***** TESTO FORNITO

È notte, siamo a Cartagena e domani mattina lasceremo la Colombia per l’ultima tappa, Cancun, Messico.
Dopo questi tre mesi, a dir poco intensi, ce ne andiamo con profonda gratitudine e un pizzico di malinconia. Non c’è dubbio che ci mancherà questa Colombia, che ci ha accolti come nessun altro luogo e che è stata scenario di un momento importantissimo di apprendimento, crescita, in cui abbiamo messo delle solide basi per quello che succederà al ritorno.
Siamo stati conquistati dai suoi abitanti che hanno smentito l’immagine riduttiva e distorta che ne danno i media, di un paese insicuro caratterizzato da guerriglia, rapimenti e traffico di droga. Ebbene, è un fatto che la guerra civile sia parte della realtà di questo paese da cinquant’anni, come è un fatto che quello colombiano, nonostante questo, sia uno dei popoli più genuini, aperti e gentili che abbiamo incontrato.
La Colombia è la casa che tutti vorrebbero avere, dove quando chiedi un’indicazione, due volte su tre le persone non si limitano a darti una spiegazione, ma ti accompagnano direttamente, e magari, come è successo a Marco a Bogotà, alla fine ti offrono pure una birra. È un posto in cui mentre cammini di notte alla ricerca di un ostello puoi essere chiamato da due ragazzi in un bar per offrirti l’ultima salchipapa invenduta prima della chiusura e mentre mangi chiacchierando ti ritrovi con un invito a dormire a casa loro. È un posto dove affitti una stanza per cinque giorni e ti ritrovi accolta da una splendida coppia di pittori, che poi t’invita nella sua casa in un paradiso naturale a San Rafael.

**********
***** RECORD MOSTRATI

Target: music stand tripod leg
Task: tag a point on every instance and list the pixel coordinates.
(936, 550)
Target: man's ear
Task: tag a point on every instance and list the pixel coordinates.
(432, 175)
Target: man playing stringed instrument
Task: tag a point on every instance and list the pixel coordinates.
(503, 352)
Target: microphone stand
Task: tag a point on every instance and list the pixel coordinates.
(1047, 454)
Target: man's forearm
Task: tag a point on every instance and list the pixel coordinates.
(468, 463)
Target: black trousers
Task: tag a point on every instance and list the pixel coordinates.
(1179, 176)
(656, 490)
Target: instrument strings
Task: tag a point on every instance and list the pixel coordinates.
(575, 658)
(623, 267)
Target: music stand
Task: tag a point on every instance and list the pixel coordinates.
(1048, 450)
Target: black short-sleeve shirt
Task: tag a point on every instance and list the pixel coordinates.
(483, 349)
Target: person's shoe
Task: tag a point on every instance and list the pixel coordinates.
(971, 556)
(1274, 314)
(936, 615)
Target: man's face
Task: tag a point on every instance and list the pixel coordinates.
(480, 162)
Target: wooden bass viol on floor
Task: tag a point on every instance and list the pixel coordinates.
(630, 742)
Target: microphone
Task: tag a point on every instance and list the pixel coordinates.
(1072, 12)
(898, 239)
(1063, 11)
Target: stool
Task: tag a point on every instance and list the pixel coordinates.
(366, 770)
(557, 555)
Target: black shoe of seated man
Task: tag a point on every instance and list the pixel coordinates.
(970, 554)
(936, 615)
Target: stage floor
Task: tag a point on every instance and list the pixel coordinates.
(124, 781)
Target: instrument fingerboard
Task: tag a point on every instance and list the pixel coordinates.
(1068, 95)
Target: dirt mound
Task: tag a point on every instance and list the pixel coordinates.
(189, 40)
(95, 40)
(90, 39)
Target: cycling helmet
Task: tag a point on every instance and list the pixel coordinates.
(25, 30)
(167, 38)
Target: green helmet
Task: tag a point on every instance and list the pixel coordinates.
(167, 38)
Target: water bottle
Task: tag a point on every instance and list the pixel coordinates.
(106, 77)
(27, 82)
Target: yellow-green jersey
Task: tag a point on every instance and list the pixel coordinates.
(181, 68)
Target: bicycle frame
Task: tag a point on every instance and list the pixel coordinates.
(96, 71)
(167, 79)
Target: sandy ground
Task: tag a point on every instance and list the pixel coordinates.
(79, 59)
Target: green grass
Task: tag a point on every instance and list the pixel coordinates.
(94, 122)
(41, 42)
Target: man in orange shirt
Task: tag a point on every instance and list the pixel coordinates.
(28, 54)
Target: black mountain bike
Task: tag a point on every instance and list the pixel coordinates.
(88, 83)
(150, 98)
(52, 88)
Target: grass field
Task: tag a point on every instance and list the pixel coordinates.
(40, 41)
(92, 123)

**********

ELENCO COMPITI.
**a)** Rispondi a queste domande sul testo sulla Colombia:
(i) Qual è l'ultima tappa del viaggio?
(ii) Da quanto tempo la guerra civile fa parte della realtà del paese?
(iii) In quale città a Marco hanno offerto una birra?
**b)** Conta le righe dei record che contengono la parola "instrument" e scrivi solo il numero.
Il testo e i record non hanno alcun legame tra loro.

RISPOSTE ATTESE.
**a)**
(i) Cancun, in Messico.
(ii) Da cinquant'anni.
(iii) A Bogotà.

**b)** 3